**EXERCISE DIRECTIONS:** Leave out the pictures and output the data verbatim.
##########
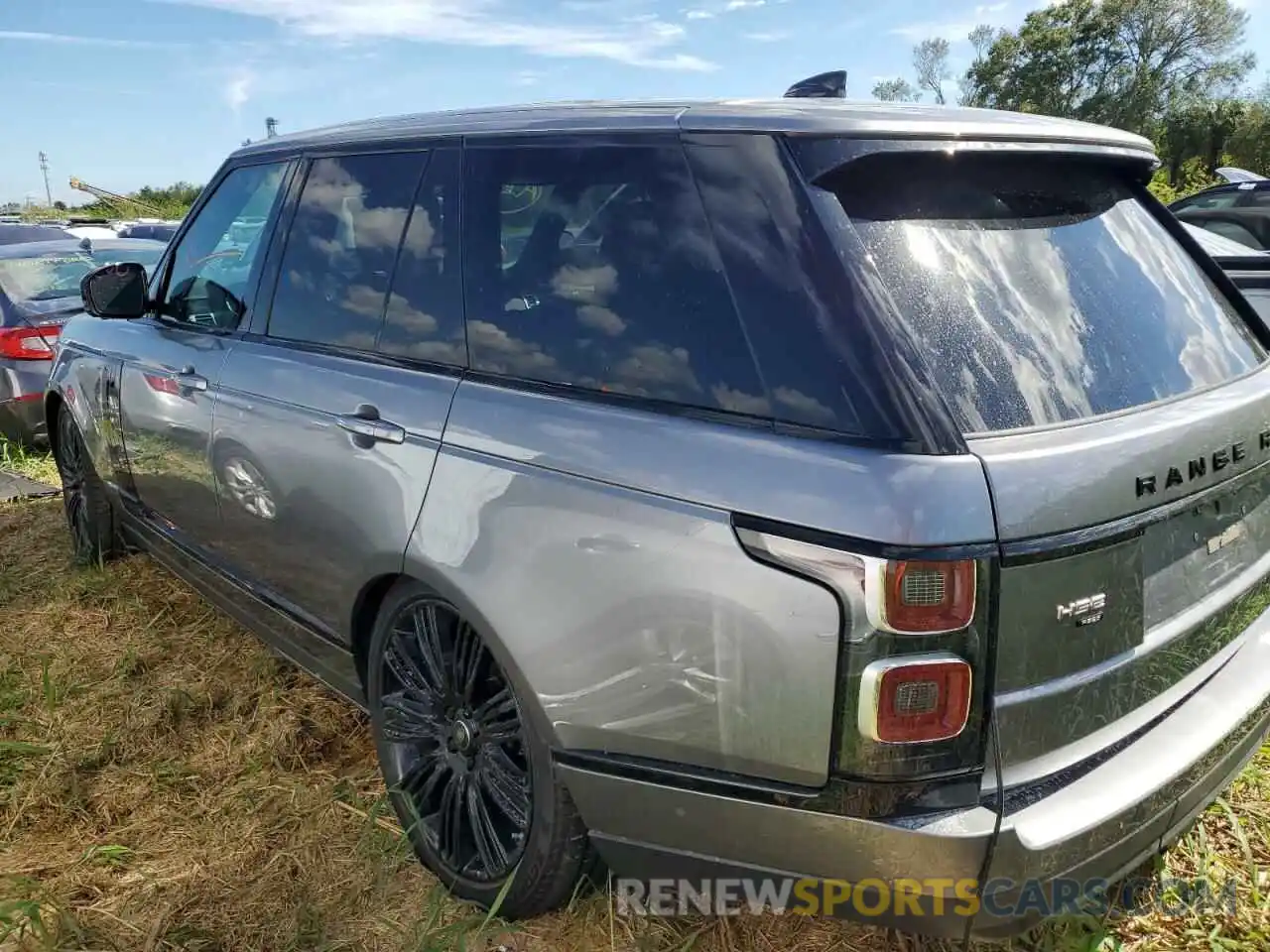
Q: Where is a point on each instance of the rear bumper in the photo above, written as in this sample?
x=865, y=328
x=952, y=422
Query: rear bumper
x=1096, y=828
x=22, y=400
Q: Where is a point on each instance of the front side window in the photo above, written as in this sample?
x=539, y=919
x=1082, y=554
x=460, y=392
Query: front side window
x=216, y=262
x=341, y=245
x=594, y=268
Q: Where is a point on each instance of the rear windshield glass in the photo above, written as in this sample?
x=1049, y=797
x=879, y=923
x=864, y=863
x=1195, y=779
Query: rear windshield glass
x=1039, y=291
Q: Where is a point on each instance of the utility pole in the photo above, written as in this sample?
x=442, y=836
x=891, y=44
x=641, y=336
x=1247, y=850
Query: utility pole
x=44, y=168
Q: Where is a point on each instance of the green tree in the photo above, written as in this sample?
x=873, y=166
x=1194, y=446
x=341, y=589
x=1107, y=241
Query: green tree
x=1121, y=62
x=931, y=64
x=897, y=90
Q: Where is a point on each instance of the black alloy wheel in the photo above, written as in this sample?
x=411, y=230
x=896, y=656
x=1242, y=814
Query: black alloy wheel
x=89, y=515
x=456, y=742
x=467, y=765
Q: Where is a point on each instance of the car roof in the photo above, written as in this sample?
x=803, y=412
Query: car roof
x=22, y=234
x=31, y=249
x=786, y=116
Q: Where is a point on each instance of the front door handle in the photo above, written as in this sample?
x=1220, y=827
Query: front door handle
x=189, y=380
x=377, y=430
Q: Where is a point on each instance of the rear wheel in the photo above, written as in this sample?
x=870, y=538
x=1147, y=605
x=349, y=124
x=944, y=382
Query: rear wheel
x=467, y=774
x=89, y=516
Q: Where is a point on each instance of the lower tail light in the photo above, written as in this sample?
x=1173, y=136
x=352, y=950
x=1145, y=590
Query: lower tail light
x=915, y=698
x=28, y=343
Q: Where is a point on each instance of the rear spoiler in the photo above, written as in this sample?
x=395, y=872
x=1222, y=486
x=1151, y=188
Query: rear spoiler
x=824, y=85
##########
**SOLUTION TO THIS TASK:**
Q: Where is a point on each instance of the rear bumper in the photo above, written as in this sample?
x=865, y=328
x=952, y=422
Query: rear bumper
x=1096, y=828
x=22, y=400
Q: Where is a point on each instance of the front side window in the photo above, written as in this sample?
x=539, y=919
x=1082, y=554
x=460, y=392
Query: front side window
x=216, y=262
x=341, y=245
x=594, y=268
Q: Where is a point on each instance of the rear windshield glass in the photo above, written as in this sample?
x=1049, y=797
x=879, y=923
x=864, y=863
x=1195, y=779
Query: rear windshield glass
x=1039, y=291
Q: Where is a point on each instance of the utility pole in the photo above, written as in this sample?
x=442, y=836
x=891, y=44
x=641, y=336
x=1247, y=850
Query: utility pole
x=44, y=168
Q: Where is a point on each instance of the green tree in the photo above, written as in this sample?
x=873, y=166
x=1194, y=446
x=341, y=589
x=1107, y=241
Query: green tree
x=1121, y=62
x=931, y=64
x=897, y=90
Q: Where is a point on each instance of the black alloy wheel in the photo above, written as in this sample?
x=411, y=230
x=896, y=656
x=1242, y=814
Query: black alloy wheel
x=89, y=515
x=456, y=742
x=467, y=765
Q: Where is a point on each instance of the car roof in the photo above, written as in this sample?
x=803, y=412
Query: car roof
x=22, y=234
x=31, y=249
x=786, y=116
Q: Where is a point on each instance of the front door handle in the photo above, written as in this sample?
x=1220, y=827
Query: front door handle
x=189, y=380
x=377, y=430
Q: Where is a point on each instance of the rear wheel in the photo above, written as in this sample?
x=870, y=538
x=1147, y=605
x=349, y=124
x=944, y=382
Query: rear wheel
x=467, y=774
x=89, y=516
Q: Where is a point on each instance of the lower tail light in the photo above, written as in this sample?
x=1173, y=136
x=352, y=950
x=1145, y=590
Query: lower tail light
x=915, y=698
x=28, y=343
Q: Where is a point on each instance of the rear spoiler in the photo above, written as in this sample?
x=395, y=872
x=1222, y=486
x=1151, y=188
Query: rear spoiler
x=824, y=85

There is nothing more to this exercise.